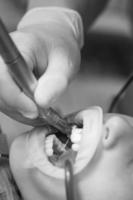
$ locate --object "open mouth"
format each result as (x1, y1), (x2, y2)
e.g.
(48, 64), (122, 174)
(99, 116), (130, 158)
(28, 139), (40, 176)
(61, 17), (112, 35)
(28, 107), (103, 178)
(45, 126), (82, 168)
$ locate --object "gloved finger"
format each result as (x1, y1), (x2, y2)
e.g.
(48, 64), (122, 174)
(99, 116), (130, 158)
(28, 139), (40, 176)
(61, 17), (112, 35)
(0, 59), (38, 120)
(11, 31), (48, 76)
(35, 47), (80, 107)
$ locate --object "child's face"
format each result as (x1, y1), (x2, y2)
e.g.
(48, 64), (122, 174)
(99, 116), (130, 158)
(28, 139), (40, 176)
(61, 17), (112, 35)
(10, 107), (133, 200)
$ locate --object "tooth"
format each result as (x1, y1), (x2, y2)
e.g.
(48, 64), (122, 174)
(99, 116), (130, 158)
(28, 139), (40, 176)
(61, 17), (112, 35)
(72, 144), (79, 151)
(71, 129), (82, 143)
(45, 135), (55, 156)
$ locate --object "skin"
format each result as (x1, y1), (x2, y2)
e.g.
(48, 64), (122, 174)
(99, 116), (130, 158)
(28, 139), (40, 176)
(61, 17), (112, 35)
(10, 108), (133, 200)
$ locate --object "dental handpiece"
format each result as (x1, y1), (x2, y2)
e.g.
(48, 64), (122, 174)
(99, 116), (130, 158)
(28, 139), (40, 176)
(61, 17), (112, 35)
(0, 19), (71, 137)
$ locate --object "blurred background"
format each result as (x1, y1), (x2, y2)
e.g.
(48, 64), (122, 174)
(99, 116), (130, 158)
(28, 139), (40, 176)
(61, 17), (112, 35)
(0, 0), (133, 143)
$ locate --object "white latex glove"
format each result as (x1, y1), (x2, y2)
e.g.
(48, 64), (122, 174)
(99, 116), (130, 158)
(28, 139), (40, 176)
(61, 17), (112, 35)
(0, 7), (83, 123)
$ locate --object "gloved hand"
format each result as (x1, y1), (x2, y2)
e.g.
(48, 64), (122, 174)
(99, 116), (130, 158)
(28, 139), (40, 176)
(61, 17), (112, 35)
(0, 7), (83, 123)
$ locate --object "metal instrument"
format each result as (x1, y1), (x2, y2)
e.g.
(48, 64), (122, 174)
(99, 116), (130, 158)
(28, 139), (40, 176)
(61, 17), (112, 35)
(0, 19), (71, 137)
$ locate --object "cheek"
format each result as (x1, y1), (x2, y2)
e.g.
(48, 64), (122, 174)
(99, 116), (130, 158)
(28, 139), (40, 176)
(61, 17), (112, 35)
(30, 169), (66, 200)
(105, 116), (133, 139)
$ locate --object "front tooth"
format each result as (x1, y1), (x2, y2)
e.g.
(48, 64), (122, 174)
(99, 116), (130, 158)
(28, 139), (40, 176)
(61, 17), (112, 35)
(72, 144), (79, 151)
(45, 135), (55, 156)
(71, 128), (82, 143)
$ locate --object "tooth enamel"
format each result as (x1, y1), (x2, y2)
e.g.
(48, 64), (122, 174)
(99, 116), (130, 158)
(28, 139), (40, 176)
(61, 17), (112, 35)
(26, 107), (103, 179)
(71, 126), (82, 143)
(45, 135), (55, 156)
(72, 144), (79, 151)
(71, 131), (81, 143)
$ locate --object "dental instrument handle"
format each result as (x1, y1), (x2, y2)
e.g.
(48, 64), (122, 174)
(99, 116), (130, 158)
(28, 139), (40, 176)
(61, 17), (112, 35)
(0, 19), (71, 136)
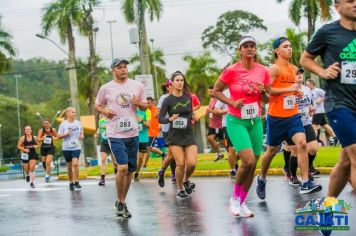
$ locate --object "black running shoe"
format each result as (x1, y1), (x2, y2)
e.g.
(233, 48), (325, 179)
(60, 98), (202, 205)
(157, 169), (164, 188)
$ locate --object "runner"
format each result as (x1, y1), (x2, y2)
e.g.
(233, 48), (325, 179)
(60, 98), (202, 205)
(134, 109), (152, 181)
(289, 68), (320, 186)
(95, 58), (147, 218)
(206, 85), (225, 161)
(97, 114), (117, 186)
(213, 36), (270, 217)
(17, 126), (38, 188)
(158, 71), (198, 199)
(256, 37), (322, 199)
(57, 107), (84, 191)
(157, 80), (176, 188)
(37, 118), (57, 183)
(306, 79), (338, 146)
(301, 0), (356, 197)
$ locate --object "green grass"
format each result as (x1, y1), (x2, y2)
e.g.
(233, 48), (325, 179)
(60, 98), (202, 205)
(81, 147), (340, 176)
(0, 166), (10, 172)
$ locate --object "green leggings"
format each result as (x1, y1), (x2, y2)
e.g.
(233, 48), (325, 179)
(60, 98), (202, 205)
(226, 114), (263, 156)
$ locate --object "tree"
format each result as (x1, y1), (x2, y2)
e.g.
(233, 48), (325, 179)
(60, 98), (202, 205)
(121, 0), (163, 74)
(183, 52), (220, 104)
(0, 16), (16, 73)
(277, 0), (333, 41)
(201, 10), (267, 58)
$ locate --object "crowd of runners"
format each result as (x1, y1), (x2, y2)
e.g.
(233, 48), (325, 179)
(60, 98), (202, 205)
(18, 0), (356, 221)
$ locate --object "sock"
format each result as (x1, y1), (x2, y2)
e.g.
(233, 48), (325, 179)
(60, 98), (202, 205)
(234, 184), (242, 199)
(308, 153), (316, 169)
(30, 172), (35, 183)
(240, 189), (248, 204)
(289, 156), (298, 177)
(283, 150), (291, 170)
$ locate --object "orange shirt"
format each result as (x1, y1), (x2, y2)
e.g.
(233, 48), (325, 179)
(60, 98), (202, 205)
(268, 62), (298, 117)
(148, 106), (159, 137)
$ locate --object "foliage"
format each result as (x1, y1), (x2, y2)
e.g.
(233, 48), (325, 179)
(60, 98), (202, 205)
(183, 52), (220, 104)
(201, 10), (267, 57)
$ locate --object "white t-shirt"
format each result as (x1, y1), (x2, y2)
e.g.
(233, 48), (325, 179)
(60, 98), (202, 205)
(311, 88), (325, 114)
(215, 89), (230, 127)
(157, 93), (169, 133)
(95, 79), (146, 138)
(58, 120), (83, 151)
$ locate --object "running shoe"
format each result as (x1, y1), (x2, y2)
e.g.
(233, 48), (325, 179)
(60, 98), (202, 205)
(240, 202), (255, 217)
(69, 183), (74, 191)
(230, 197), (241, 216)
(177, 190), (189, 199)
(288, 176), (302, 186)
(299, 180), (322, 194)
(214, 153), (224, 162)
(115, 201), (125, 216)
(230, 170), (236, 179)
(122, 203), (132, 218)
(74, 182), (82, 191)
(157, 169), (164, 188)
(256, 175), (266, 200)
(134, 172), (140, 182)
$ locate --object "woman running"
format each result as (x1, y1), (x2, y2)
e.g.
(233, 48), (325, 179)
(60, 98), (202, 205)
(37, 118), (57, 183)
(58, 107), (84, 191)
(17, 126), (38, 188)
(158, 71), (198, 199)
(213, 36), (270, 217)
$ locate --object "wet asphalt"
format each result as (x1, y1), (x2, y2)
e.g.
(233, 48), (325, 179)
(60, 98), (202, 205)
(0, 176), (356, 236)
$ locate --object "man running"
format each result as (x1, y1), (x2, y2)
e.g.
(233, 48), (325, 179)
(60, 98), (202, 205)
(300, 0), (356, 197)
(95, 58), (147, 218)
(256, 37), (322, 199)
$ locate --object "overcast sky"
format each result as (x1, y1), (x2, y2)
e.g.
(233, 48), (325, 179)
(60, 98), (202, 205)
(0, 0), (337, 75)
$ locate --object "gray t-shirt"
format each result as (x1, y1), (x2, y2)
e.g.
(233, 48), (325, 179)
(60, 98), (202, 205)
(58, 120), (83, 151)
(306, 21), (356, 112)
(311, 88), (325, 114)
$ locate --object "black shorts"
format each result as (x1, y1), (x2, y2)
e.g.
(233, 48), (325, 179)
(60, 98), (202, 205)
(312, 113), (328, 126)
(208, 127), (225, 140)
(304, 125), (317, 143)
(41, 147), (56, 157)
(100, 141), (111, 154)
(138, 143), (148, 153)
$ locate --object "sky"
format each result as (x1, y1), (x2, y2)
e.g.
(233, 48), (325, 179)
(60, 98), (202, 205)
(0, 0), (337, 75)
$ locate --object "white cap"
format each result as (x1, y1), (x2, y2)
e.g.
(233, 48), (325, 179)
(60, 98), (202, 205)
(239, 36), (256, 48)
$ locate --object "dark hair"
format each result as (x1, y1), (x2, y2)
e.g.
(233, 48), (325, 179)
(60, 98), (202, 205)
(171, 70), (189, 93)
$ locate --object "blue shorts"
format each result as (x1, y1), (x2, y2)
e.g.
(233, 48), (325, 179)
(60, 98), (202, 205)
(109, 136), (138, 172)
(326, 108), (356, 147)
(63, 149), (80, 163)
(266, 114), (305, 147)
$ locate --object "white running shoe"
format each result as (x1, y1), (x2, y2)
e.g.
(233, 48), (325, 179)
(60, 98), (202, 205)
(230, 197), (240, 216)
(240, 203), (255, 217)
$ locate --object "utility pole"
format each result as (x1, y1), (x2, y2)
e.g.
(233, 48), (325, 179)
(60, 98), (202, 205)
(107, 20), (116, 60)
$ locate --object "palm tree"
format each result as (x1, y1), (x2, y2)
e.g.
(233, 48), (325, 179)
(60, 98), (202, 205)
(41, 0), (84, 116)
(121, 0), (163, 74)
(277, 0), (333, 41)
(0, 16), (16, 73)
(183, 52), (220, 104)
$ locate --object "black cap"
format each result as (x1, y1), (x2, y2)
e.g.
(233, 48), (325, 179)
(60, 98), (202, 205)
(110, 58), (129, 69)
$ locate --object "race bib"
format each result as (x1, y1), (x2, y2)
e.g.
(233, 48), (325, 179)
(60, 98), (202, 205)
(116, 117), (137, 133)
(341, 61), (356, 84)
(283, 96), (295, 110)
(43, 136), (52, 144)
(172, 117), (188, 129)
(21, 152), (28, 161)
(241, 102), (258, 119)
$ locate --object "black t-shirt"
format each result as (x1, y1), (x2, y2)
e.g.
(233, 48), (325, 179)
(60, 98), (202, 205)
(306, 21), (356, 112)
(158, 93), (193, 129)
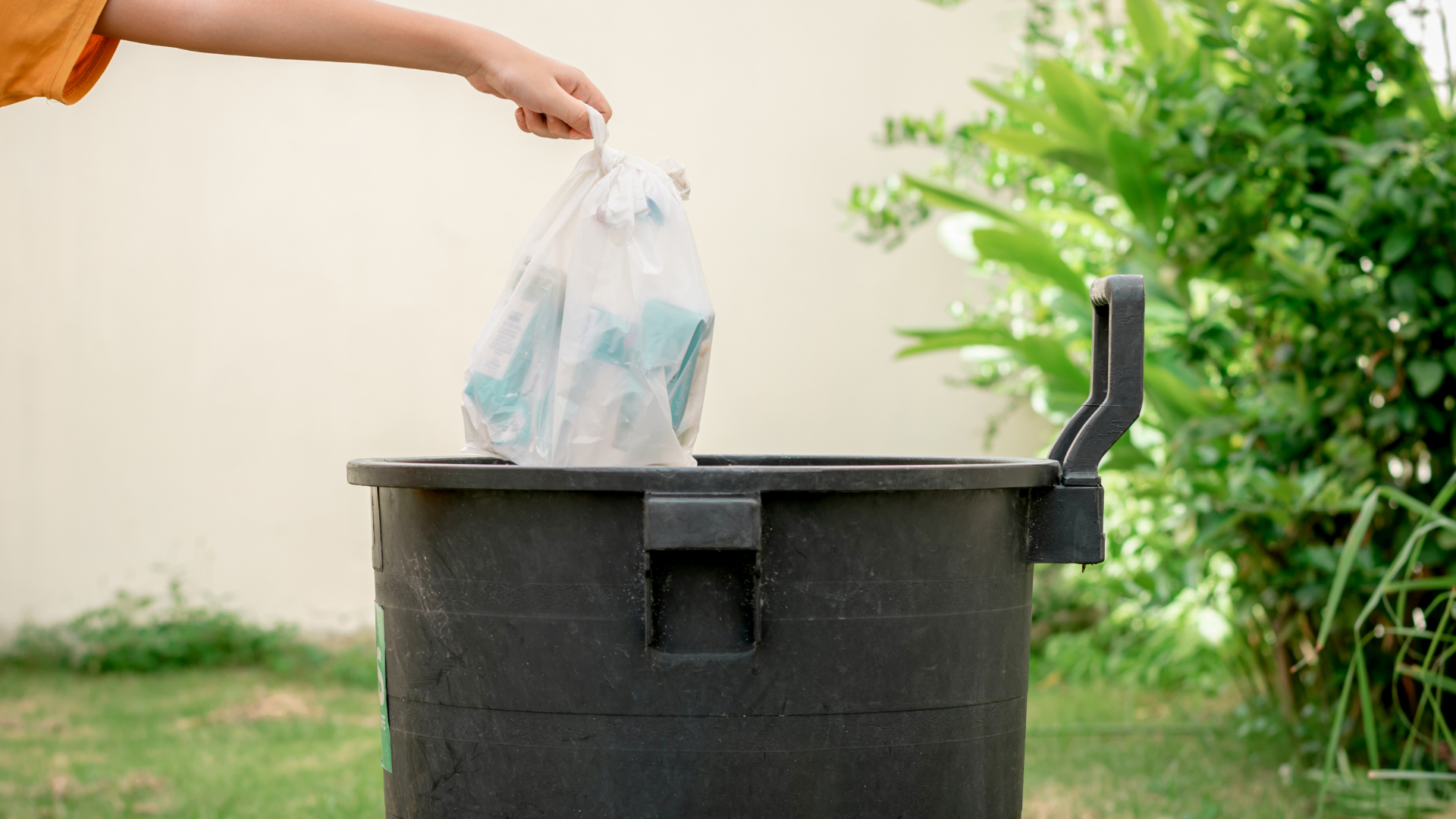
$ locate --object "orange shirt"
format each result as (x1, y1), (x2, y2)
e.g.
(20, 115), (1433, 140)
(0, 0), (117, 105)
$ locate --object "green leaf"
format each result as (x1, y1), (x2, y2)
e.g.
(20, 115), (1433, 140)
(1106, 131), (1168, 234)
(896, 320), (1016, 359)
(1405, 360), (1446, 398)
(900, 174), (1021, 224)
(1380, 226), (1415, 264)
(1395, 664), (1456, 694)
(1351, 640), (1380, 768)
(1315, 490), (1380, 651)
(1043, 147), (1108, 185)
(1037, 60), (1111, 150)
(971, 80), (1078, 134)
(975, 128), (1062, 158)
(1143, 362), (1213, 425)
(1385, 576), (1456, 592)
(1127, 0), (1168, 57)
(1016, 335), (1092, 394)
(971, 228), (1087, 293)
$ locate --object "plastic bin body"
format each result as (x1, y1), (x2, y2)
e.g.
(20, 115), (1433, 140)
(350, 456), (1059, 819)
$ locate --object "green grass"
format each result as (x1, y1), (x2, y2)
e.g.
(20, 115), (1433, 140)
(0, 669), (1380, 819)
(0, 669), (383, 819)
(1022, 683), (1316, 819)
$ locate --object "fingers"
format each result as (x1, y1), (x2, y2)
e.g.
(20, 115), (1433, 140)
(516, 108), (592, 140)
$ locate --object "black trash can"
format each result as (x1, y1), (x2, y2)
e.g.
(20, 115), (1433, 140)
(348, 275), (1143, 819)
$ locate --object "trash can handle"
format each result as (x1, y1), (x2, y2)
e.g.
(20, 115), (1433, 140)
(1050, 275), (1144, 487)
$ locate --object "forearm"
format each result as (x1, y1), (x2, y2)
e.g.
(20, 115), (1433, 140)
(96, 0), (494, 76)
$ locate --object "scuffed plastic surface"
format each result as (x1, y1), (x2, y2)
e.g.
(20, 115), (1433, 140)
(462, 111), (714, 466)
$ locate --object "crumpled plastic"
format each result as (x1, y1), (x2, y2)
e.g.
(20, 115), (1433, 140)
(460, 111), (714, 466)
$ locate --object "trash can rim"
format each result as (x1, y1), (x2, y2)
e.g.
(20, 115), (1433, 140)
(348, 455), (1062, 494)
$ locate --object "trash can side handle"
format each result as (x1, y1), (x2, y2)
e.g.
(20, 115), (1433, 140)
(1050, 275), (1146, 487)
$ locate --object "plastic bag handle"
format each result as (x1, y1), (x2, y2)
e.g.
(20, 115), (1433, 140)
(587, 105), (611, 174)
(1048, 275), (1144, 487)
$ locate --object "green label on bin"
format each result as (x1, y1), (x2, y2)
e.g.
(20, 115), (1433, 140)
(374, 604), (394, 774)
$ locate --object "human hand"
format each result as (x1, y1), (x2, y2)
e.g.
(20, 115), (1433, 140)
(462, 29), (611, 140)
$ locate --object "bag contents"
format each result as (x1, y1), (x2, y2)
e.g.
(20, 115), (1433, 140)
(462, 111), (714, 466)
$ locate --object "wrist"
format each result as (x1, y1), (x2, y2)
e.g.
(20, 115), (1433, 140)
(454, 27), (513, 84)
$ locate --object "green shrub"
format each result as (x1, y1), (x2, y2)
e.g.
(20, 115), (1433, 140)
(849, 0), (1456, 745)
(0, 583), (377, 686)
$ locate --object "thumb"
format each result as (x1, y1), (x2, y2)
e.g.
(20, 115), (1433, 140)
(546, 89), (595, 137)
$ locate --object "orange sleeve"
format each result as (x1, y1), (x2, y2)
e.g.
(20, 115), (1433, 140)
(0, 0), (117, 105)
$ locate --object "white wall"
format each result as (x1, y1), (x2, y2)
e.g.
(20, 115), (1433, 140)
(0, 0), (1046, 628)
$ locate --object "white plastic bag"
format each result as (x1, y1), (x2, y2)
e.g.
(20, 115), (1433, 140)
(462, 111), (714, 466)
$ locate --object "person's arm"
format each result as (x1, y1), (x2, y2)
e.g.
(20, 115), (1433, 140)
(96, 0), (611, 139)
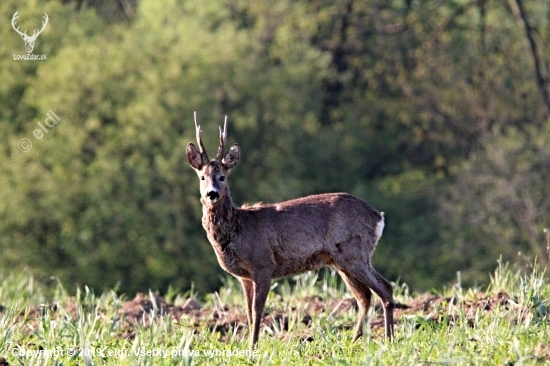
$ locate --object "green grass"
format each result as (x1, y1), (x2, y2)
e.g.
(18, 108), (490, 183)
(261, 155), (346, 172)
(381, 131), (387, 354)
(0, 265), (550, 365)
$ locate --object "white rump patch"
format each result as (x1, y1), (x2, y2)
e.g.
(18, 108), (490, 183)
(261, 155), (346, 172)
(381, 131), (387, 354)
(374, 212), (384, 244)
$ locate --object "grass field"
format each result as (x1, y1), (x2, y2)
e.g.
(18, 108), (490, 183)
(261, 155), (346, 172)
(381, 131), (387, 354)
(0, 264), (550, 365)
=====
> **Given request**
Starting with the first line of the items and going on through the line with "(10, 107), (133, 200)", copy every line word for word, including both ends. Leave the pictures out of your copy.

> **Written answer**
$ locate --object "open mouth"
format each result as (x1, y1), (x2, y2)
e.g.
(48, 64), (122, 174)
(99, 116), (130, 158)
(28, 139), (40, 176)
(61, 17), (112, 35)
(28, 107), (103, 178)
(45, 126), (82, 168)
$ locate --object "gloved finger"
format each result as (x1, y1), (x2, y2)
e.g.
(48, 64), (122, 174)
(99, 116), (130, 158)
(28, 139), (40, 176)
(61, 17), (112, 35)
(0, 59), (38, 120)
(11, 31), (48, 76)
(35, 47), (80, 107)
$ locate --object "child's face"
format each result as (x1, y1), (x2, y2)
e.g.
(48, 64), (122, 174)
(99, 116), (130, 158)
(28, 139), (40, 176)
(61, 17), (112, 35)
(10, 107), (133, 200)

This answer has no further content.